▶ _TRY IT_
Set the records down again in full, exactly as they are, apart from the images.

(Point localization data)
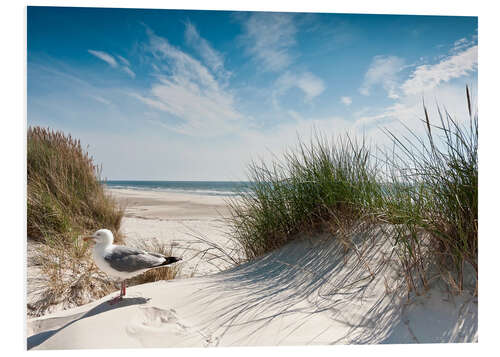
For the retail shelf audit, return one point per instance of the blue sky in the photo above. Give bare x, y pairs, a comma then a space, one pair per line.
196, 95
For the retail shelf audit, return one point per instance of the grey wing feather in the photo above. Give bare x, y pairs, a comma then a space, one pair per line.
127, 259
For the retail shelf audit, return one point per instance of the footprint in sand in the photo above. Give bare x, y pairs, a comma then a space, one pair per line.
156, 327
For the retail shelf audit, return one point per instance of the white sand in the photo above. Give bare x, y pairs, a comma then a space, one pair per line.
307, 293
190, 222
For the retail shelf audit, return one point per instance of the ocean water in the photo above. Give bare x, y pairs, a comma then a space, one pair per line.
210, 188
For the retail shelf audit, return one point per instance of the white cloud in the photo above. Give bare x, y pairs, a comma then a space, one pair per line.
308, 83
124, 60
128, 71
383, 71
428, 77
105, 57
346, 100
268, 38
190, 93
109, 59
213, 59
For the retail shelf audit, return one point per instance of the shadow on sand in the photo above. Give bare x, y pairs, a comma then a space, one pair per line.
357, 290
38, 338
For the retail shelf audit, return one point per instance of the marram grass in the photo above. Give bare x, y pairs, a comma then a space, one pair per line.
425, 189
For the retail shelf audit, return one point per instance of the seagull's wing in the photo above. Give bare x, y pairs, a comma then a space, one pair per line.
127, 259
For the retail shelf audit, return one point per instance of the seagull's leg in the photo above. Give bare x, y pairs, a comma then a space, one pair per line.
120, 297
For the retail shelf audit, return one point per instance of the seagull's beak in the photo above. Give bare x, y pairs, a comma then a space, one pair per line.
89, 238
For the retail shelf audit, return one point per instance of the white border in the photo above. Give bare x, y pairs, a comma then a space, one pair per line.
13, 185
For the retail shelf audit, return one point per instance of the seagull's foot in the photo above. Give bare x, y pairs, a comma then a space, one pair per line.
115, 300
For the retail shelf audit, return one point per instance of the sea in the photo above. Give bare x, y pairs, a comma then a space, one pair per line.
209, 188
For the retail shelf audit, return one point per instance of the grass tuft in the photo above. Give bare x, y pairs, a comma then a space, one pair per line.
65, 201
314, 185
426, 192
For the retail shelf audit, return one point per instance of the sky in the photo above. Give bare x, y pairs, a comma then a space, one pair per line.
198, 95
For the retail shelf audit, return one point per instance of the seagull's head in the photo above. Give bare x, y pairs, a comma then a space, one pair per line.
102, 236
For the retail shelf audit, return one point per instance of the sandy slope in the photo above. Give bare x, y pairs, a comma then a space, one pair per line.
187, 221
308, 292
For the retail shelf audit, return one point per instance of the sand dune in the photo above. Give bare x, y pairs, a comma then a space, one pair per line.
306, 293
312, 291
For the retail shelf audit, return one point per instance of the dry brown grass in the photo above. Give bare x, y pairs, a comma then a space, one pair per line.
65, 201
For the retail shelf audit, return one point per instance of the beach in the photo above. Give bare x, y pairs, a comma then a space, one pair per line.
191, 223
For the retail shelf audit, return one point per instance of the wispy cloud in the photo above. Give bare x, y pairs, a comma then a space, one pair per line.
123, 60
268, 37
383, 71
187, 90
109, 59
428, 77
310, 85
105, 57
346, 100
213, 59
128, 71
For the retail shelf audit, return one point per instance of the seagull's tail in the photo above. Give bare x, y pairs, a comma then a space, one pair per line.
170, 260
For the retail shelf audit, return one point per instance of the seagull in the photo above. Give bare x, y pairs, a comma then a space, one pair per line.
121, 262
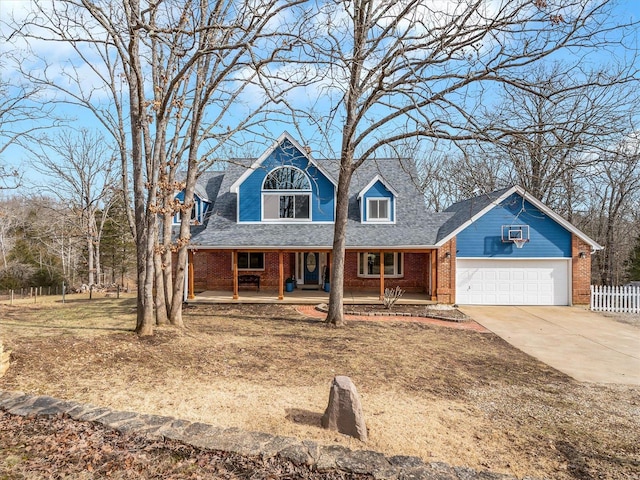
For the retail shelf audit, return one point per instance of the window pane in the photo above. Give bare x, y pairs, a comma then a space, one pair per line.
373, 264
271, 206
389, 263
302, 206
243, 260
256, 260
287, 178
286, 206
382, 209
378, 209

▶ _RESPONSE TO THE TASK_
For the retail shelf audit, return one point per instance of the blue sky in the photo above. Give bare x, y pairs, a comma then a space, one pair per line.
196, 95
For the retail shelf audit, return one point per instance of the grey wing feather in the photo above. Give bare x, y pairs, a comma then a space, one pair per line.
127, 259
For the retail shelf audit, return one point per instance of the footprint in sand in the photo above. Give bare x, y pairs, a comma then a space, one pair per line.
156, 327
For the retail shelf audit, return one point per instance of the white sand in the photo above. Give bare x, y pairs, a comma then a space, one pair per line.
307, 293
190, 222
For the retail shelf audit, return one point per instance of the ocean water in the photo above. Give bare x, y pairs, a comma then a space, one pair per line.
210, 188
For the retail shelf audit, return one point per instance of the white cloud in the photo above. Give bare x, y pairs, a comma then a space, one pair per line.
308, 83
124, 60
128, 71
383, 71
428, 77
105, 57
346, 100
268, 38
190, 93
109, 59
213, 59
For the retail shelf audit, return one point per instance of the shadow on sand in the photo above. Give bare x, y pairs, a comma then a space, one pair per line.
357, 290
38, 338
For the retail shelf audit, return one point per instance of the marram grass in the photo above. Give bare x, y pairs, a comma then a space, one pair per line.
425, 189
For the retail shelf audit, return one point per instance of the seagull's wing in the photo above. Give bare x, y pairs, a comma then a space, one pair per line.
127, 259
For the retail shelf audit, return one point per instance of the seagull's leg in the photo above. Give bare x, y pairs, a comma then a space, one pair per line.
120, 297
For the retail shelf audit, return one point per instance of the seagull's beak in the photo above. Give bare x, y pairs, a comma then a space, one pair per line.
89, 238
For the retail shelf audit, return one point per instance of the white border in the photo above. Give bare x, y pairs, a comma then a space, one pair per line.
13, 185
For the retail shelf audit, return one point per instance of the seagull's foot in the photo above. Give bare x, y pairs, a comma then a space, one pair per line.
115, 300
For the retail shelf audit, return one point per instance of the sea in the photo above. Give bare x, y pairs, a comma then a space, one pair per line.
209, 188
For the retail shelf audit, return one point per instance of the grass tuft in the photo above. Give bare x, y pairs, a comma then a space, one pair per line.
65, 201
314, 185
426, 192
For the retail shelf audit, return one point per instance of the sky in the photo above. Give bare x, y pairs, a comma then a space, one pair per line.
198, 95
For the retail shelf audit, return one point per instance of the seagull's head in the photo above. Give bare x, y pairs, a comma then a space, one pair per line.
102, 236
For the retail shelf audit, return one point per instance of the sandy slope in the photo above. Give bare x, y pairs, a comma then a space, one pair per line.
187, 221
308, 292
For the retail shelf audit, return one point per instance of the sand dune in the photo above. Give bare x, y pairs, a comma then a space, one pair per line.
306, 293
312, 291
For the retail shelf audit, return one point per instance of the dry brown grass in the photo above. Give bare x, y pairs, a comma then a space, one pair per line.
65, 201
For the retail shelf audit, return one point per instance of the beach in the photo above. Give bare x, y pairs, a comma then a space, one pair per line.
191, 223
For the retail shelf audit, return one point per instance of the wispy cloud in the photo above. Give bare x, y pairs, a comma then a space, one pair per line.
123, 60
268, 37
383, 71
187, 90
109, 59
428, 77
310, 85
105, 57
346, 100
213, 59
128, 71
For the retail shelf audit, return one point per instance of the seagull's tail in the photo above. Give bare x, y pairs, a comma then a space, one pair per line.
170, 260
For the retail shelf audit, return one point per instance of the seagull in the photo above. Give bare x, y pairs, a comma then a space, one pair per line.
121, 262
For the retail shelf audit, return one point per instance of the window pane in the photo above. Give bare x, y pairs, a comma then a space, one pair per line.
373, 264
271, 206
389, 263
302, 206
243, 260
256, 260
287, 178
286, 206
382, 209
378, 209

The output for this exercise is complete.